AIM OF THE TASK: Treat the line containing "SAMPLE = x=243, y=137" as the last one, and return every line exactly from the first line of the material below up to it.

Start of DATA RECORDS

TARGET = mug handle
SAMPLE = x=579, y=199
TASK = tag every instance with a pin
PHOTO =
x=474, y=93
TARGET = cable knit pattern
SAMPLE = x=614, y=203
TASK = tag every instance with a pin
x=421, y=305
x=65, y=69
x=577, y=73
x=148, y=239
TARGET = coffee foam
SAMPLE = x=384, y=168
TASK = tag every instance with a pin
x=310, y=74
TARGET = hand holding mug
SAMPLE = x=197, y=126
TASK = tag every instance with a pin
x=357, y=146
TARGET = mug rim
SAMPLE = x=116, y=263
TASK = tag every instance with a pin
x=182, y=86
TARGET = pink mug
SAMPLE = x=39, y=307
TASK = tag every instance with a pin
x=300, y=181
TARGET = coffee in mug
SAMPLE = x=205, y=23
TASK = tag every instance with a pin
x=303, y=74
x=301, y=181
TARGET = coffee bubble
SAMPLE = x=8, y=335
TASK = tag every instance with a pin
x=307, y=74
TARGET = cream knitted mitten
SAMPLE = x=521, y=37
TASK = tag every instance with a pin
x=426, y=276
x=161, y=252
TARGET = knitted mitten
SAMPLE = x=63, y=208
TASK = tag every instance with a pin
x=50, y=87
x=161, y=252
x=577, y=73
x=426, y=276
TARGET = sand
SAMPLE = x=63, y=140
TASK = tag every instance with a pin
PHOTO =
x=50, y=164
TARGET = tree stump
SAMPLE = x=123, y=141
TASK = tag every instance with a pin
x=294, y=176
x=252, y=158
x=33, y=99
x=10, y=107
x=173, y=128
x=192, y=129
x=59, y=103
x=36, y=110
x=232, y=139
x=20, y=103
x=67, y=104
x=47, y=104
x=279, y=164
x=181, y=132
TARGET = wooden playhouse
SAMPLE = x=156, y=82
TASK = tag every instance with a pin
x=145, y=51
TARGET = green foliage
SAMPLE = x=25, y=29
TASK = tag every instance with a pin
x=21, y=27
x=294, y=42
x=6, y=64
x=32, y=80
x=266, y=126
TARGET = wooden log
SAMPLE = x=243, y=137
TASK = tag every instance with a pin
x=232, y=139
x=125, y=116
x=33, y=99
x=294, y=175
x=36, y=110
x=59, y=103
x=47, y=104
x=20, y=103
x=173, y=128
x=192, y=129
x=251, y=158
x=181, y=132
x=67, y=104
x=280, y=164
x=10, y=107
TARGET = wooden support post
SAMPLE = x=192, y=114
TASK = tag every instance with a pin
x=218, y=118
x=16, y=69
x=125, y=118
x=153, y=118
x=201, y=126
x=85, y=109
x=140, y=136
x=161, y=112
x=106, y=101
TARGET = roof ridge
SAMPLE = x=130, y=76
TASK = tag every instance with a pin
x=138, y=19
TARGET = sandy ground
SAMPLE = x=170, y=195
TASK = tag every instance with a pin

End of DATA RECORDS

EXERCISE RESPONSE:
TARGET = mug handle
SAMPLE = x=579, y=199
TASK = tag every instance with a pin
PHOTO =
x=474, y=93
TARGET = cable knit pattern
SAMPLE = x=614, y=203
TASK = tag every instance with a pin
x=421, y=305
x=65, y=69
x=577, y=73
x=148, y=239
TARGET = coffee foam
SAMPLE = x=384, y=168
TASK = tag every instance with a pin
x=310, y=74
TARGET = hand holding mug
SAMPLE = x=197, y=126
TASK = tag every instance with a pin
x=357, y=146
TARGET = mug rim
SAMPLE = x=116, y=263
TASK = tag every instance with a pin
x=182, y=86
TARGET = pink mug
SAMPLE = x=39, y=307
TASK = tag every instance with a pin
x=300, y=181
TARGET = coffee in mug
SAMPLE = x=205, y=23
TASK = tag every instance with a pin
x=303, y=74
x=301, y=181
TARGET = coffee bubble
SAMPLE = x=8, y=335
TASK = tag every instance with a pin
x=307, y=74
TARGET = cream knitted mitten
SAMPLE = x=521, y=37
TASK = tag every instance with a pin
x=426, y=276
x=161, y=252
TARGET = knitted mitten
SAMPLE = x=63, y=208
TASK = tag every instance with a pin
x=50, y=87
x=161, y=252
x=577, y=73
x=426, y=276
TARGET = sand
SAMPLE = x=63, y=140
TASK = tag every instance with a pin
PHOTO =
x=50, y=164
TARGET = tree stump
SAMPLE = x=123, y=141
TASK = tag every instance with a pin
x=294, y=176
x=252, y=158
x=33, y=99
x=10, y=107
x=173, y=128
x=192, y=129
x=59, y=103
x=36, y=110
x=232, y=139
x=20, y=103
x=67, y=104
x=47, y=104
x=279, y=164
x=181, y=132
TARGET = wooden playhouse
SAMPLE = x=156, y=82
TASK = tag every instance with a pin
x=145, y=51
TARGET = green foliage
SAMPLE = x=25, y=29
TASK = tag every instance with a pin
x=21, y=27
x=294, y=42
x=6, y=64
x=32, y=80
x=266, y=126
TARGET = wooden log
SAMPLE = x=243, y=137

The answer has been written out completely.